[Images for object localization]
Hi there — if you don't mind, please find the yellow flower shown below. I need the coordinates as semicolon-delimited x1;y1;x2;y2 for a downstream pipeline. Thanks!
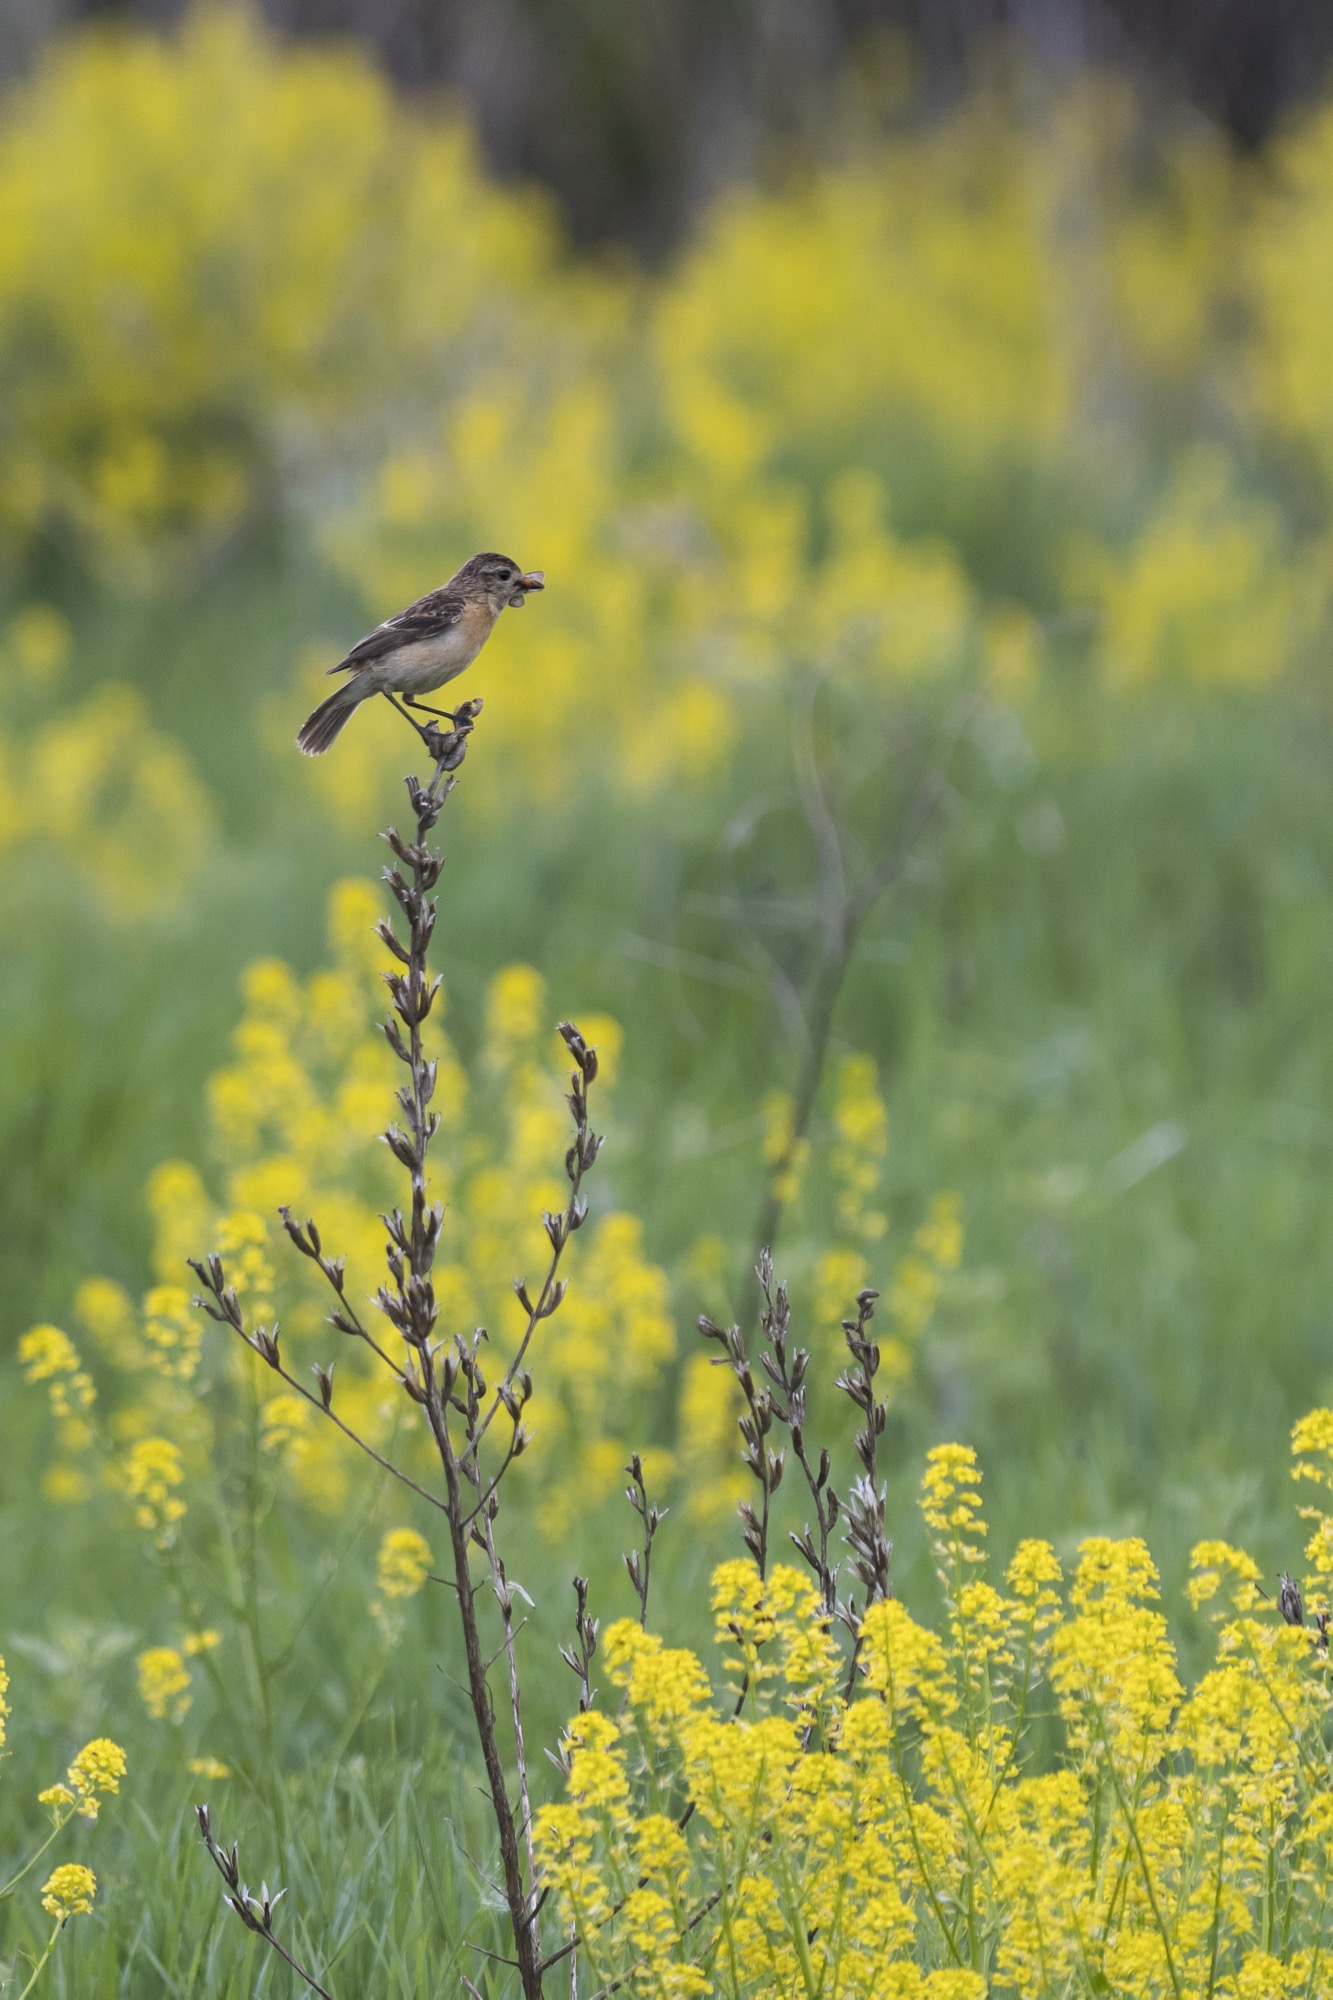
138;1647;192;1723
187;1756;232;1781
814;1246;870;1336
920;1441;987;1593
18;1323;96;1419
217;1211;275;1320
915;1191;964;1273
143;1284;201;1382
260;1393;309;1455
562;1709;631;1820
124;1436;186;1545
1292;1407;1333;1483
831;1052;888;1239
67;1737;127;1817
1187;1538;1264;1614
761;1089;809;1205
27;687;213;917
375;1526;433;1601
485;963;547;1058
1084;449;1319;690
41;1863;96;1922
74;1276;139;1365
603;1621;712;1742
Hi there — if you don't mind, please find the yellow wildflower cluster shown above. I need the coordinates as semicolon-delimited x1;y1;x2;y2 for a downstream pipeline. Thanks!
25;876;675;1559
321;66;1333;824
810;1055;962;1367
830;1054;888;1240
0;657;215;918
371;1524;435;1638
123;1436;186;1547
539;1416;1333;1997
137;1647;193;1723
187;1755;232;1782
0;7;576;571
0;1688;126;1953
18;1323;95;1421
375;1526;433;1603
52;1737;126;1823
0;16;1329;925
40;1863;97;1923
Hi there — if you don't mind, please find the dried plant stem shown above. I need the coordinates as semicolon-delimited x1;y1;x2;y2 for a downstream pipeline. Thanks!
698;1308;783;1581
434;1410;542;1993
186;1294;447;1517
481;1504;539;1894
559;1576;599;1714
753;1250;840;1620
623;1453;665;1628
196;1807;335;2000
191;703;606;2000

[How to complete this task]
Write the data above out again exactly, every line of it, and exclude the pictures.

[Expected answer]
Hi there — if you don't mind, please find the yellow flower shown below. I need the coordinates as semicolon-delimited x1;y1;x2;y2 for a downstream pipeline. Thanks!
138;1647;192;1723
187;1756;232;1781
814;1246;870;1336
920;1441;987;1593
18;1323;96;1419
217;1211;275;1320
915;1191;964;1273
143;1284;201;1382
260;1393;309;1455
562;1709;631;1820
124;1436;186;1545
1292;1407;1333;1483
831;1052;888;1239
67;1737;127;1817
1187;1538;1264;1614
761;1089;809;1205
27;687;213;917
375;1526;433;1601
485;963;547;1058
1084;449;1319;690
41;1863;96;1922
74;1276;139;1365
603;1621;712;1742
Hi there — if you don't mind, please find the yellow wildflower cluster shown above. I need the coordinates as semicolon-delimited x1;y1;x2;y2 for a downstream pipeline. Thanks!
25;876;675;1559
321;66;1333;824
810;1055;962;1367
830;1054;888;1240
0;657;215;918
371;1524;435;1638
123;1436;186;1547
539;1416;1333;1997
137;1647;193;1723
187;1755;232;1782
0;7;576;571
0;1688;126;1953
18;1323;95;1421
375;1526;433;1603
52;1737;126;1823
0;16;1329;925
40;1863;97;1923
Hi there — if you don't mind, please find the dried plant stem shown above. I need the coordinates as semicolon-delimited x1;y1;x2;y2 for a downstream pipeline. Thanks!
698;1308;783;1581
434;1410;542;1993
186;1294;447;1517
481;1504;539;1894
559;1576;599;1714
753;1250;840;1620
623;1453;665;1628
196;1807;335;2000
191;703;606;2000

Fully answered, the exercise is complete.